### SELECTION
Low Inductive Wire Bond Chip Packaging

BACKGROUND OF THE INVENTION

1. Field of the Invention

The present invention relates to integrated circuit packaging, and more particularly, to improved wire bonded chip packaging.

2. Background

Conventional methods of wire bonding a semiconductor chip on a multichip module ("MCM") or a ball grid array ("BGA") substrate exist. In a multigigabit per second application with a high pin count, such as in the synchronous optical network

("SONET") standard, bondwire inductance is usually the limiting parameter regarding signal integrity. For example, in high speed optical communication applications, such as OC-48, OC-192 and OC-768,' low bondwire inductance can improve the signal quality produced by the application. Wire bonding of a chip on a MCM or BGA substrate uses chip-to-package (or chip-to-substrate) connections comprising bondwires . Chip-to-package connections with low inductance are desired and thus, short chip-to- package connections are preferred. However, traditionally, high pin count chips require large fan out angles, which increase the length of the bondwires and subsequently the inductance of the bondwires. Therefore, there is a need for an improved wire bond structure that reduces undesirable high inductance associated with traditional wire bond chips .

SUMMARY OF THE INVENTION The present invention relates to a chip that is wire bonded to a substrate having at least two tiers. Both the first tier and the second tier of the substrate comprises a plurality of substrate bond pads. At least two chip pads are connected to at least two substrate bond pads on the first tier and at least two other chip pads are connected to at least two substrate bond pads on the second tier. Advantageously, a device and a method in an embodiment according to the present invention are capable of providing less inductance through bondwires used in the chips. Advantageously, a device and a method in an embodiment according to the present invention are capable of providing low inductance for high pin count, low chip pad pitch chips, thereby avoiding the problems associated with conventional chips utilizing bondwires.

### STORED DATA
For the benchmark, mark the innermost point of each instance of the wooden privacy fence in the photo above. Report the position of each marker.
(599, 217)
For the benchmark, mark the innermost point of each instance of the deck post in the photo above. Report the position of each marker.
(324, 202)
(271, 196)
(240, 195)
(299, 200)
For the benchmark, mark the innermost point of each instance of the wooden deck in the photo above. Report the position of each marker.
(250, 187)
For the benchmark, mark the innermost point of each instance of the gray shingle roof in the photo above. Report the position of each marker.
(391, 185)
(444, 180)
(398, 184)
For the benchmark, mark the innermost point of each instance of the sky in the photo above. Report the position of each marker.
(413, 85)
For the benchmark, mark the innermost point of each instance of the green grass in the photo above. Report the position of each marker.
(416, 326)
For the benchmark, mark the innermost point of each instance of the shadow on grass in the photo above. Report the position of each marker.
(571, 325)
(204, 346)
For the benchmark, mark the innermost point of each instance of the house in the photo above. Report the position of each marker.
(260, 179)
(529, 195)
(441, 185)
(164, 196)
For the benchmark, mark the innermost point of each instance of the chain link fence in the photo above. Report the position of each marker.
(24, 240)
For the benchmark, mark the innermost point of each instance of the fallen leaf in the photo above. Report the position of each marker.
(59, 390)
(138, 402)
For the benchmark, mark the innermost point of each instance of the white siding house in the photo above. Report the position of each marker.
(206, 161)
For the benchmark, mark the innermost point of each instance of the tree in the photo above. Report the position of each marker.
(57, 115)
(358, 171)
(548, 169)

### THE EXERCISE
Repeat word for word the part of the wire bonding passage that begins at the words "SUMMARY OF THE" and ends after "chips utilizing bondwires.". The rows have no role in this exercise.

### WRITTEN ANSWER
SUMMARY OF THE INVENTION The present invention relates to a chip that is wire bonded to a substrate having at least two tiers. Both the first tier and the second tier of the substrate comprises a plurality of substrate bond pads. At least two chip pads are connected to at least two substrate bond pads on the first tier and at least two other chip pads are connected to at least two substrate bond pads on the second tier. Advantageously, a device and a method in an embodiment according to the present invention are capable of providing less inductance through bondwires used in the chips. Advantageously, a device and a method in an embodiment according to the present invention are capable of providing low inductance for high pin count, low chip pad pitch chips, thereby avoiding the problems associated with conventional chips utilizing bondwires.